[Opening Source records section]
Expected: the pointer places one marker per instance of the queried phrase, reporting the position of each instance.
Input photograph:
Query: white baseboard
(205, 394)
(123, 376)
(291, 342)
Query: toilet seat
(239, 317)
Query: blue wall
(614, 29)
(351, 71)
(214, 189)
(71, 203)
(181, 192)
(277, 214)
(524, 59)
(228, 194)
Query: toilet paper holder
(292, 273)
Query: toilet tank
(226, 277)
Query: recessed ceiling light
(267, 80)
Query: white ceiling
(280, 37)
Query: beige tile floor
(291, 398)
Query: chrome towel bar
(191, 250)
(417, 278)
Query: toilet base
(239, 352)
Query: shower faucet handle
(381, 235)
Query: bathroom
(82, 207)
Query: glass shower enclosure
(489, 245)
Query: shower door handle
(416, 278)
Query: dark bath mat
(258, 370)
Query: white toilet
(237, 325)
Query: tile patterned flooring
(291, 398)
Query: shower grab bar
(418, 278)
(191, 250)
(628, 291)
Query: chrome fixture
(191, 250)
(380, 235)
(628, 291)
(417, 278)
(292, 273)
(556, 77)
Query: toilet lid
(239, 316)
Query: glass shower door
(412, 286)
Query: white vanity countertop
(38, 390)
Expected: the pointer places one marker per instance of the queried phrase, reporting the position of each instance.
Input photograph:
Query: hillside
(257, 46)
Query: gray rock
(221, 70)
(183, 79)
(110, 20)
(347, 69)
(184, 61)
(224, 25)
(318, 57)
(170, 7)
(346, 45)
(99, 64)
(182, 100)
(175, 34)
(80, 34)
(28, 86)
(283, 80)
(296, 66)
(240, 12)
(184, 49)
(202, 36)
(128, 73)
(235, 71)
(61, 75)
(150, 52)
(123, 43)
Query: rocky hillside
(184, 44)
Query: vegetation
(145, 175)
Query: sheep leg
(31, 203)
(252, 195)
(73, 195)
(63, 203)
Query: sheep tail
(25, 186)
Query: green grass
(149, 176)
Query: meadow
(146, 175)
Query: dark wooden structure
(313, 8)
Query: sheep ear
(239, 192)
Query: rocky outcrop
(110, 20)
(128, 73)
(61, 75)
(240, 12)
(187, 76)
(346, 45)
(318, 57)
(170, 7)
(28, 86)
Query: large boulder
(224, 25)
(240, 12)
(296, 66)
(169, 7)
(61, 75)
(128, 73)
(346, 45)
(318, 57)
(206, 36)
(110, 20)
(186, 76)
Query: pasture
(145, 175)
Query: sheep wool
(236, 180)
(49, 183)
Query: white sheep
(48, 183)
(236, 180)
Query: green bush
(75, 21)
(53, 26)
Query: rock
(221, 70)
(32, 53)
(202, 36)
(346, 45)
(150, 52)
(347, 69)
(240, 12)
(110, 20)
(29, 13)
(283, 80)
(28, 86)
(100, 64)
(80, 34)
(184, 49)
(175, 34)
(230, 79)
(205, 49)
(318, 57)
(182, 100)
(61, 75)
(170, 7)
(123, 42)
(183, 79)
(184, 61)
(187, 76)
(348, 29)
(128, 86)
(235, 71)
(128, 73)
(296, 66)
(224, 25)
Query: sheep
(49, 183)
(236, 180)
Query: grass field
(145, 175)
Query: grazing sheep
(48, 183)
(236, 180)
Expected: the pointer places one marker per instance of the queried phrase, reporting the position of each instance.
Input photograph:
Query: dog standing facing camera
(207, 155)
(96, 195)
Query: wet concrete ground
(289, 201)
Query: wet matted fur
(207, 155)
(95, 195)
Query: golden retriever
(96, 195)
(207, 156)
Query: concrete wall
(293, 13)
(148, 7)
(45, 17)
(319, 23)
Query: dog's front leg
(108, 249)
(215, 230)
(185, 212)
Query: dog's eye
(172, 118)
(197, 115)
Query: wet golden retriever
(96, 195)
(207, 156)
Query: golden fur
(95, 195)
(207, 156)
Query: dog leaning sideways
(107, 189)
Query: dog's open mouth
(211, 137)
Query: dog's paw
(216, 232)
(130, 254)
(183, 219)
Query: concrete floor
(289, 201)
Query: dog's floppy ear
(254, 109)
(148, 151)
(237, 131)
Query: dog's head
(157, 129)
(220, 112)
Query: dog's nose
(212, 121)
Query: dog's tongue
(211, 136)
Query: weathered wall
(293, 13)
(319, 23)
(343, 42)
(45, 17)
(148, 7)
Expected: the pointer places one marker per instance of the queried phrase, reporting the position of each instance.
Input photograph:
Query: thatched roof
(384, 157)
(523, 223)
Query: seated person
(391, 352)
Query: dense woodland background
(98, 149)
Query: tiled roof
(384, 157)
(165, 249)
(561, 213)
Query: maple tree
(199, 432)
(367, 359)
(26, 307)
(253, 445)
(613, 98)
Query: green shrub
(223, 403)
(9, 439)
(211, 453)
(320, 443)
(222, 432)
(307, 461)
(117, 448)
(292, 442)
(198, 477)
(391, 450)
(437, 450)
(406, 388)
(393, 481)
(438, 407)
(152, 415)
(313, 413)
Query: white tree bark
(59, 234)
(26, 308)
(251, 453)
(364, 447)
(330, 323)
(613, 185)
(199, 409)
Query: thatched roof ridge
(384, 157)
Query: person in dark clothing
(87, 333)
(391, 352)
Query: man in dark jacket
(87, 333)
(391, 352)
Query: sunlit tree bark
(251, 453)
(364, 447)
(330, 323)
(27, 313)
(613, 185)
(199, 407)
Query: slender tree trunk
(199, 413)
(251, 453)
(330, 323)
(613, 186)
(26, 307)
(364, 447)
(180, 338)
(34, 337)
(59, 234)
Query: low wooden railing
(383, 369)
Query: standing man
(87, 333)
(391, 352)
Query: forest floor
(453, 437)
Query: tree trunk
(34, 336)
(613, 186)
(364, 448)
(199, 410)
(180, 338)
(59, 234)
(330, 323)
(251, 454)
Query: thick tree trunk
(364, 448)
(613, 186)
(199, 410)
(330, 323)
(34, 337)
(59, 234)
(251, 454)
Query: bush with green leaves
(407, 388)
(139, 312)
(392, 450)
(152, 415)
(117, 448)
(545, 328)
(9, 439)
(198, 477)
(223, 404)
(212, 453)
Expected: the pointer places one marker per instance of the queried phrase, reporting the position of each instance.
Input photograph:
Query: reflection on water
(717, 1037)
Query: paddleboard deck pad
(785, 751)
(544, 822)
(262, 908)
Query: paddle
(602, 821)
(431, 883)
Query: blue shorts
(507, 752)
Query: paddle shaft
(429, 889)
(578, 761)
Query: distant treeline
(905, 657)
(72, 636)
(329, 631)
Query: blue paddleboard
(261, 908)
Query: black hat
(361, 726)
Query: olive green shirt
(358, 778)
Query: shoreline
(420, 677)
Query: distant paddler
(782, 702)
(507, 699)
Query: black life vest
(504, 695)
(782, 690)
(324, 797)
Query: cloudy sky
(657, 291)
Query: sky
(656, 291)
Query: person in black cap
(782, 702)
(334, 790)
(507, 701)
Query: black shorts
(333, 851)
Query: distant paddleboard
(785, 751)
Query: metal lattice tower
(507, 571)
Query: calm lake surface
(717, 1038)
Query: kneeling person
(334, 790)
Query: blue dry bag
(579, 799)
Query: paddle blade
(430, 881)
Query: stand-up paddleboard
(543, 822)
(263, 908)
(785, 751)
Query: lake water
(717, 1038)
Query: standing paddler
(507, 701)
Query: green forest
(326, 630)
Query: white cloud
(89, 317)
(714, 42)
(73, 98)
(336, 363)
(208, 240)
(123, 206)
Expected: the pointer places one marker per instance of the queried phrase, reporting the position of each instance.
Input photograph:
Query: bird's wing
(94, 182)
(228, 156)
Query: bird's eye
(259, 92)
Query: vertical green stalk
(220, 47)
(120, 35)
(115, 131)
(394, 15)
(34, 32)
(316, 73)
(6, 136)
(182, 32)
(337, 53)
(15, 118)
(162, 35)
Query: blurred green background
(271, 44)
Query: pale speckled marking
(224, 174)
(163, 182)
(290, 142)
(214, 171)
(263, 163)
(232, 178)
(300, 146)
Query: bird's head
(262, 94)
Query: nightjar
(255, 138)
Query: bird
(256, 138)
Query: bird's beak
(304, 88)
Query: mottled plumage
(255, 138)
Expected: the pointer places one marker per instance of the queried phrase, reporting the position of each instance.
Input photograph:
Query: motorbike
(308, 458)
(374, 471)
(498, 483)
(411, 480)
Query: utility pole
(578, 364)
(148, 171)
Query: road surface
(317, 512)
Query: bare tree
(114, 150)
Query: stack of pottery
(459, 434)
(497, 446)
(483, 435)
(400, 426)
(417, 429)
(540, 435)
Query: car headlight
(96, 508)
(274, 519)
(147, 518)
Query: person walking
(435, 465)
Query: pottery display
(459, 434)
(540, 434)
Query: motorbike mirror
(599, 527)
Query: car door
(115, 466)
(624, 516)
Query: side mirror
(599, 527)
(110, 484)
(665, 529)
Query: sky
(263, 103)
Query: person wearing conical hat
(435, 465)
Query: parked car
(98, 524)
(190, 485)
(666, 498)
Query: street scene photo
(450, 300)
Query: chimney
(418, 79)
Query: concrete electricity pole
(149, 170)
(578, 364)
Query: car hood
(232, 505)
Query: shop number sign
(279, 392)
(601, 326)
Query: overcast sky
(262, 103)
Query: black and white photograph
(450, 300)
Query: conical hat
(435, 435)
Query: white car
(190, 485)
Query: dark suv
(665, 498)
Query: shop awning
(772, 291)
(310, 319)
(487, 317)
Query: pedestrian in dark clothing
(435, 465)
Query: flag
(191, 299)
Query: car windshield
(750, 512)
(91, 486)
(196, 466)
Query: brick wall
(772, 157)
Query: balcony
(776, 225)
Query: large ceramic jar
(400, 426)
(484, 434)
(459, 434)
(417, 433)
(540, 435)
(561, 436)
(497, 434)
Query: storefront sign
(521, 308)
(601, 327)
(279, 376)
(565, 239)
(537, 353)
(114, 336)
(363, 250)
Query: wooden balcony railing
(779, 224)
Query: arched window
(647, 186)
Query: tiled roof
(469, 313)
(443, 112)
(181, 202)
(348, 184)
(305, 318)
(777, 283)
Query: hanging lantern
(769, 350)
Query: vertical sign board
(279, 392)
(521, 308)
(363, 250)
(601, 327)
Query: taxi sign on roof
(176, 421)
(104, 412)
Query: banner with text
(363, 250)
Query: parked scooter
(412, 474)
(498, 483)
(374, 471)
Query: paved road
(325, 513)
[Closing Source records section]
### Work to complete
Exactly the lines between the one containing "Query: car hood" and the end of the material, both ends included, must be retyped, with nothing added.

### Exercise result
Query: car hood
(232, 505)
Query: shop number sign
(279, 392)
(601, 326)
Query: overcast sky
(262, 103)
Query: black and white photograph
(450, 300)
Query: conical hat
(435, 435)
Query: white car
(190, 485)
Query: dark suv
(665, 498)
Query: shop awning
(772, 291)
(310, 319)
(487, 317)
Query: pedestrian in dark clothing
(435, 465)
Query: flag
(191, 299)
Query: car windshield
(750, 512)
(91, 486)
(196, 466)
Query: brick wall
(772, 157)
Query: balcony
(776, 225)
Query: large ceramic jar
(400, 426)
(484, 434)
(459, 434)
(417, 433)
(540, 435)
(561, 436)
(497, 434)
Query: storefront sign
(521, 308)
(601, 327)
(279, 376)
(565, 239)
(537, 353)
(114, 336)
(363, 250)
Query: wooden balcony railing
(779, 224)
Query: arched window
(647, 186)
Query: tiled roof
(469, 313)
(443, 112)
(181, 202)
(348, 184)
(305, 318)
(777, 283)
Query: hanging lantern
(769, 350)
Query: vertical sign board
(279, 392)
(521, 308)
(363, 250)
(601, 327)
Query: taxi sign on roof
(176, 421)
(104, 412)
Query: banner with text
(363, 250)
Query: parked scooter
(412, 474)
(498, 483)
(374, 471)
Query: paved road
(325, 513)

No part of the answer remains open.